Working data
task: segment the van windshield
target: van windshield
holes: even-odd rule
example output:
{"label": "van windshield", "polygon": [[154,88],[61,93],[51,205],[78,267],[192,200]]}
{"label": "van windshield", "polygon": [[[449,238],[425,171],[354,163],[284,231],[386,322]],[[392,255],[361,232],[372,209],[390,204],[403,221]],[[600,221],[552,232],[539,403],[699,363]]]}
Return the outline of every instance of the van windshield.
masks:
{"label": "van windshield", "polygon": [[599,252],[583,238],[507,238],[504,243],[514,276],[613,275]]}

Task instructions
Return every line of the records above unchanged, from the first line to the last.

Correct answer
task: segment the van windshield
target: van windshield
holes: even-odd rule
example output:
{"label": "van windshield", "polygon": [[154,88],[61,93],[51,205],[78,267],[192,200]]}
{"label": "van windshield", "polygon": [[[449,238],[425,171],[354,163],[284,231],[386,322]],[[392,255],[361,232],[372,209],[390,204],[403,221]],[[600,221],[552,232],[539,403],[699,363]]]}
Return the outline of every instance of the van windshield.
masks:
{"label": "van windshield", "polygon": [[599,252],[583,238],[507,238],[504,243],[514,276],[613,275]]}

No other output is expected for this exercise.